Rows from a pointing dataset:
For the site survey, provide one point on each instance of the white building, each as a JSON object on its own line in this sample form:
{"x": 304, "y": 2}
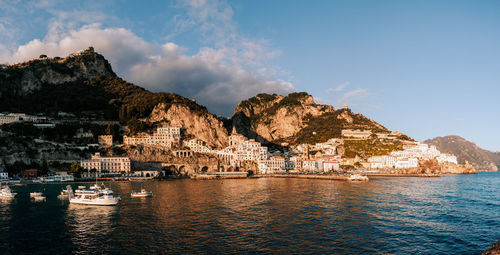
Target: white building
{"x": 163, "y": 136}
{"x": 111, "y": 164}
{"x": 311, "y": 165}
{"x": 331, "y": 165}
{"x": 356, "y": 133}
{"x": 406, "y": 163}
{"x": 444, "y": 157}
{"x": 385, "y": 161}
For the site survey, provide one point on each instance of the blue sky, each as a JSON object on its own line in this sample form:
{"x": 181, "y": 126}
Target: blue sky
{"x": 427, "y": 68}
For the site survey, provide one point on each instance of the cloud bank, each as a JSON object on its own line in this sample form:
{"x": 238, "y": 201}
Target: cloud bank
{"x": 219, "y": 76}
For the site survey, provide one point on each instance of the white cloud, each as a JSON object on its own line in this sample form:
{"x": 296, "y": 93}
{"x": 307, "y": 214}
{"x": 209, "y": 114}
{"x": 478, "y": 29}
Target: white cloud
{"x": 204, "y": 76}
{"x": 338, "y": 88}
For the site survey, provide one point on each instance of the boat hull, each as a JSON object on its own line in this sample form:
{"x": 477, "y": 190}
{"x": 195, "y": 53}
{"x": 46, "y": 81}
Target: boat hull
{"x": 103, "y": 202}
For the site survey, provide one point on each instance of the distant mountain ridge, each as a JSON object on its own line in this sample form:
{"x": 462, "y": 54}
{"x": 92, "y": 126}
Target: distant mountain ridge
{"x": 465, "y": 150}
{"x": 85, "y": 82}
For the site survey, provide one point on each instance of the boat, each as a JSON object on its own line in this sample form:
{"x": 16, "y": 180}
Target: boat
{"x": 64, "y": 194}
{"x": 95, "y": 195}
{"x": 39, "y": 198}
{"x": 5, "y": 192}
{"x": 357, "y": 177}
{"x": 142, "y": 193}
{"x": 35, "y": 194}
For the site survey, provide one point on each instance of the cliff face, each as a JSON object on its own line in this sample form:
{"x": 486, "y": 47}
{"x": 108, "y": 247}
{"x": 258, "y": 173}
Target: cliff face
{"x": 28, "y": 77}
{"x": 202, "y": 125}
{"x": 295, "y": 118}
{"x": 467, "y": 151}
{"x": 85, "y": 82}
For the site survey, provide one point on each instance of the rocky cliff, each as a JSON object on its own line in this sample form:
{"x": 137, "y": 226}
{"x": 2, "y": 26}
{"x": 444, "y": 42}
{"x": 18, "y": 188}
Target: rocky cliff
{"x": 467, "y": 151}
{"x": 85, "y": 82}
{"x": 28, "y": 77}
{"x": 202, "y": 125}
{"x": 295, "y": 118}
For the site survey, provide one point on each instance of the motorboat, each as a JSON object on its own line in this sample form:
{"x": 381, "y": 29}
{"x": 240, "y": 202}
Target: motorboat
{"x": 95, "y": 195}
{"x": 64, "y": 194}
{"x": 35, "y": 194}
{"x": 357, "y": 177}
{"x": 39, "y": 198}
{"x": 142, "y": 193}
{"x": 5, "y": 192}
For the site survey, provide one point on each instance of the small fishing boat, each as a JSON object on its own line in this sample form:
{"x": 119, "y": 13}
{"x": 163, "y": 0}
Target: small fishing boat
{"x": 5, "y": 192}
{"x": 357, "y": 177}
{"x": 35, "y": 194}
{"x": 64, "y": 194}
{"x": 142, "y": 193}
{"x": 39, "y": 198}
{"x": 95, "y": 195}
---
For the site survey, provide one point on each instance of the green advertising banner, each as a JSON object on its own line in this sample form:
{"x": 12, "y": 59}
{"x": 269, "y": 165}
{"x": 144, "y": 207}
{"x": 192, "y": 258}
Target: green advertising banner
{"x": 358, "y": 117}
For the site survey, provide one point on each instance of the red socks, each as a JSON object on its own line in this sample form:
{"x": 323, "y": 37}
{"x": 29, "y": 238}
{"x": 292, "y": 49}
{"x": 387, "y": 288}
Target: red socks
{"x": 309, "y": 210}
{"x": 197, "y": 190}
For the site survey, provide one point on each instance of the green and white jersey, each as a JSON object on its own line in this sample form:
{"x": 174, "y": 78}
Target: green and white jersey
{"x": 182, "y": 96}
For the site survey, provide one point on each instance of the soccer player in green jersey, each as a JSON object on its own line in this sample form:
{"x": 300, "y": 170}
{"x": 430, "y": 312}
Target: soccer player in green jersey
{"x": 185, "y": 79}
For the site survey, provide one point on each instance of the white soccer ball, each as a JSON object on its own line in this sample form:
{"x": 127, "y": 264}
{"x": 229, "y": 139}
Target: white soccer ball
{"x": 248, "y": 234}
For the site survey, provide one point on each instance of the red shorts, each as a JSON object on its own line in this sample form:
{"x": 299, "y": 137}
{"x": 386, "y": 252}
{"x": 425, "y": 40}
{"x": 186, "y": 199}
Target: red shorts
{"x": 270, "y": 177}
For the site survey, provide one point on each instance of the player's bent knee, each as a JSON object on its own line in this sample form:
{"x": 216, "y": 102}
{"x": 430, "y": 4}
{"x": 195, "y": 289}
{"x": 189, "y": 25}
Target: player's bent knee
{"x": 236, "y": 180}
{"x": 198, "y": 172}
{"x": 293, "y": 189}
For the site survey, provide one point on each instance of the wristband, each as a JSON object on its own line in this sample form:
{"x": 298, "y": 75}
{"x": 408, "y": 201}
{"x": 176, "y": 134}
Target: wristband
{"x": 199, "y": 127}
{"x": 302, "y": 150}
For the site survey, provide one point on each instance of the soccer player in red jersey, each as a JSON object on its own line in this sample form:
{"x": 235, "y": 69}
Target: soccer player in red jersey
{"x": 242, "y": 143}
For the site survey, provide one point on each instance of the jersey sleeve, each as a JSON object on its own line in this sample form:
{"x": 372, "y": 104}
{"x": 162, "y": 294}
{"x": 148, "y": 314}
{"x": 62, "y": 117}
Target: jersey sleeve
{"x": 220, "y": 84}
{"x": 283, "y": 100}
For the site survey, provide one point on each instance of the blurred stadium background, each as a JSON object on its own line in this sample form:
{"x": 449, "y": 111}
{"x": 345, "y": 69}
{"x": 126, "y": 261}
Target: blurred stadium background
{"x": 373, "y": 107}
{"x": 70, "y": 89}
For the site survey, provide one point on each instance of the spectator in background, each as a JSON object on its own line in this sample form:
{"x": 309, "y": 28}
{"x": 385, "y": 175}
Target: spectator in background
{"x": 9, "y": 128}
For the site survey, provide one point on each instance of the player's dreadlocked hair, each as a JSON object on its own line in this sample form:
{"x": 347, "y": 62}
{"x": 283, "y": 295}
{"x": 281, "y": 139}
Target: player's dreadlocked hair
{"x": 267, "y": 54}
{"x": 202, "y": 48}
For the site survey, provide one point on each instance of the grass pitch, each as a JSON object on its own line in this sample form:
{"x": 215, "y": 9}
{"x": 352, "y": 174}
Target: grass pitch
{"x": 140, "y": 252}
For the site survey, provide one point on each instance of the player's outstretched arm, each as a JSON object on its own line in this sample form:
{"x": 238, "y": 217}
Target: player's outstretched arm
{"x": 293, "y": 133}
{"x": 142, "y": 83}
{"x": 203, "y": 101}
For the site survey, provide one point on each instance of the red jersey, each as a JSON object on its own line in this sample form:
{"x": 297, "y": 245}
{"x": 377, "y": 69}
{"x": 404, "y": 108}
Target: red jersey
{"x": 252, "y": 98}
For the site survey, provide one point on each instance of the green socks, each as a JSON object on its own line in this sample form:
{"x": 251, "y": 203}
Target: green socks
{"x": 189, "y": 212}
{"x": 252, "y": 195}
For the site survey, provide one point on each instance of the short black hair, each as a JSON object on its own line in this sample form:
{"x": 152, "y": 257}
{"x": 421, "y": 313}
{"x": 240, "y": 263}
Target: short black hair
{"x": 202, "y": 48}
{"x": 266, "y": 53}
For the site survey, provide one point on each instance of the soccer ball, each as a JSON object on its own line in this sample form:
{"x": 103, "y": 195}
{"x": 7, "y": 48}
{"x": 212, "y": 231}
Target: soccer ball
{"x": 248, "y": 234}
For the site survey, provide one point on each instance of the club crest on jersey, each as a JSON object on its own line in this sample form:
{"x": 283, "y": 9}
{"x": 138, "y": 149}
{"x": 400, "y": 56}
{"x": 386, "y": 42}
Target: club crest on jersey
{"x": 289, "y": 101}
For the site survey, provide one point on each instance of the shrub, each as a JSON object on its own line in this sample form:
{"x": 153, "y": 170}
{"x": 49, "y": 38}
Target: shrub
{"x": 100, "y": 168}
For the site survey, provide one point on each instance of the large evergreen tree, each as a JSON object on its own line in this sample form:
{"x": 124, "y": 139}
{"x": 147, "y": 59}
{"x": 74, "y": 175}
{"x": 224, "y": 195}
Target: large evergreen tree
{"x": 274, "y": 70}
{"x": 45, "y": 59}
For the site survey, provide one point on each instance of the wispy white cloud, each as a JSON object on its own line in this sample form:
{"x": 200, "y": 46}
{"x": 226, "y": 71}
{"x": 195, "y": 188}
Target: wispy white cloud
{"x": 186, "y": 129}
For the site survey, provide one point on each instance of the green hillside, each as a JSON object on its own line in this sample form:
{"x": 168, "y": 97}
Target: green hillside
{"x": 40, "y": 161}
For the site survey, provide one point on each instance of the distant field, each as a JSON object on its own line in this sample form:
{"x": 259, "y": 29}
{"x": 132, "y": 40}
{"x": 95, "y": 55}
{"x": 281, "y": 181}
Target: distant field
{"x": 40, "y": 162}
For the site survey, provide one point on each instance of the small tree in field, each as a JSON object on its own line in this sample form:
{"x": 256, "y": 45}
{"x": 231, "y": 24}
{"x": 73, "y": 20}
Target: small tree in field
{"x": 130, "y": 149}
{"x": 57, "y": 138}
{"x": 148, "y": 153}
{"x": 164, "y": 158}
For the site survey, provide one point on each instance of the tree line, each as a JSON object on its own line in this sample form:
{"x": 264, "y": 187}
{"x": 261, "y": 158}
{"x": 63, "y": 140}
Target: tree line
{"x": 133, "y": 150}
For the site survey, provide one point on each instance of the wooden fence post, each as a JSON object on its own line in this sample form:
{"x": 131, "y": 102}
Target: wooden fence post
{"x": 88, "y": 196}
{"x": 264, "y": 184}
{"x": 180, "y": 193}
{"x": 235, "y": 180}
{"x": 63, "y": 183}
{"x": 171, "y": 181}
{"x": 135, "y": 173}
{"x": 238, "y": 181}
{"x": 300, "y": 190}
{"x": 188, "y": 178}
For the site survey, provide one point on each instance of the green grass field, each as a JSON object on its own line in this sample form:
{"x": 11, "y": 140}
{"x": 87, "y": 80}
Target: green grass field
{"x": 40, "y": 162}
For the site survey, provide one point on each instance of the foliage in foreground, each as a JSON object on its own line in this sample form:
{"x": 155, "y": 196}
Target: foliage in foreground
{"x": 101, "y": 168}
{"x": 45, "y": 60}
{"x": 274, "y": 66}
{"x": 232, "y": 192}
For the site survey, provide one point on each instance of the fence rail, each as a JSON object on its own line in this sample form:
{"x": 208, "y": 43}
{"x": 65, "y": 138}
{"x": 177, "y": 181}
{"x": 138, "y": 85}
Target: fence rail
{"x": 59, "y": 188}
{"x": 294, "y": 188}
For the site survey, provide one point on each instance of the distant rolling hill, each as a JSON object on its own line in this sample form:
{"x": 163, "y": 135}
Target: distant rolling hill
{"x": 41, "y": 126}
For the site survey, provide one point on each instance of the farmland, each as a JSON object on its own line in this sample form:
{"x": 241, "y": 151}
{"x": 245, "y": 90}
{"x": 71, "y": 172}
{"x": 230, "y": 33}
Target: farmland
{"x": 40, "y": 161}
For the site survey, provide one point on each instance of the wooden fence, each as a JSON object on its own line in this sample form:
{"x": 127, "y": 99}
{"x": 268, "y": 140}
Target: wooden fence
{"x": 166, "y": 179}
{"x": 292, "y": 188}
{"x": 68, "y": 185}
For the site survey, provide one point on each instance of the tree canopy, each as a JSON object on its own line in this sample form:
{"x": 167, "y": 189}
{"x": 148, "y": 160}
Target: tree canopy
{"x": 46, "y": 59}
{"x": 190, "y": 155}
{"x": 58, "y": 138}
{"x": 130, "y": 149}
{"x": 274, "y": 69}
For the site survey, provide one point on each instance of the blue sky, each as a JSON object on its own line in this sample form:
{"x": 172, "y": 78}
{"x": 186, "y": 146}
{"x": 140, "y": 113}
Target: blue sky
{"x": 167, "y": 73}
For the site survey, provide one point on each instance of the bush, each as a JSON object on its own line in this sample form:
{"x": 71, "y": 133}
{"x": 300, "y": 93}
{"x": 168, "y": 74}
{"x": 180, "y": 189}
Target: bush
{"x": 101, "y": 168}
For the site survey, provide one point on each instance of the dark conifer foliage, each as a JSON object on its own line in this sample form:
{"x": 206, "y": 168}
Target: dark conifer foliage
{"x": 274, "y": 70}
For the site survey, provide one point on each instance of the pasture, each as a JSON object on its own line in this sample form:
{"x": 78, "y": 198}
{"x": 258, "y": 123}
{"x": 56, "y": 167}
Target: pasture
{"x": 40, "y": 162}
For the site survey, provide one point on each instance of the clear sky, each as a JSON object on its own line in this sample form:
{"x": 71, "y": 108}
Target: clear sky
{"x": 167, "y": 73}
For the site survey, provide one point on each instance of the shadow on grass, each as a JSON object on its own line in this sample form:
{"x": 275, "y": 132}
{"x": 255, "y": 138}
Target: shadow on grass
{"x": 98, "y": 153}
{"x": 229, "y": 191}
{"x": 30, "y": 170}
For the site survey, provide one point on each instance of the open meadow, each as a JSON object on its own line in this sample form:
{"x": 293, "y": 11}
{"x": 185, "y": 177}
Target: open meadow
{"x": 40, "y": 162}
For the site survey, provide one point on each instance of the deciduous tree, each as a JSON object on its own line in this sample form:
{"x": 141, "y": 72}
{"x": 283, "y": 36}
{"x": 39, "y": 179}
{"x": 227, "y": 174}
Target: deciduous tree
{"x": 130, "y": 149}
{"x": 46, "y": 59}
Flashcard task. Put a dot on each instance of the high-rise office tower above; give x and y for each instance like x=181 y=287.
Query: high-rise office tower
---
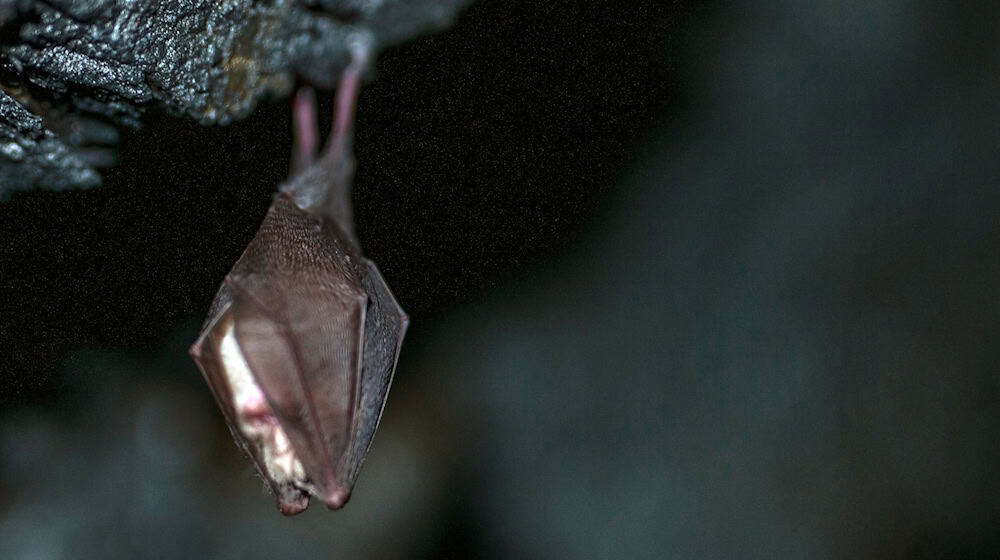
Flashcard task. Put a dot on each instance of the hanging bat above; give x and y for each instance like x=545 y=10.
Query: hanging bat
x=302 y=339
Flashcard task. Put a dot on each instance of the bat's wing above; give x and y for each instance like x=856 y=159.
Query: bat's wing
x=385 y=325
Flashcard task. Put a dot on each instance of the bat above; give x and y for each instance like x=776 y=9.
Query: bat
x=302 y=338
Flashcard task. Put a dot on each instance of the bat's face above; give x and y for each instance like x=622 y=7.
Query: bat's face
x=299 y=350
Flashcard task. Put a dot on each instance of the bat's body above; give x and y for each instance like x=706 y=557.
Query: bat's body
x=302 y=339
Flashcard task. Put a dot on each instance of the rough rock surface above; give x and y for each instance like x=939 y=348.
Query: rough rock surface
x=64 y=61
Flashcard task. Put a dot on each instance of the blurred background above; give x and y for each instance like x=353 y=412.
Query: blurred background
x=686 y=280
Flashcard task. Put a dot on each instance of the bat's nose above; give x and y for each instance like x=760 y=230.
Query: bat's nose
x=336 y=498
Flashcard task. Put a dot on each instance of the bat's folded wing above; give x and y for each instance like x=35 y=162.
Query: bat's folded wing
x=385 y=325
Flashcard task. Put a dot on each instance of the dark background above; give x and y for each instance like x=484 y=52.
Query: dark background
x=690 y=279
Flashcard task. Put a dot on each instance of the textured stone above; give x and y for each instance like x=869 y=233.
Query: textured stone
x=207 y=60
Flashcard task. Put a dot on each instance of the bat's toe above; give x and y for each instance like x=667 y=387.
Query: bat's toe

- **What needs to be done**
Count the lines in the records above that contain the string "ball". Letter case matters. Give only the number.

- **Answer below**
4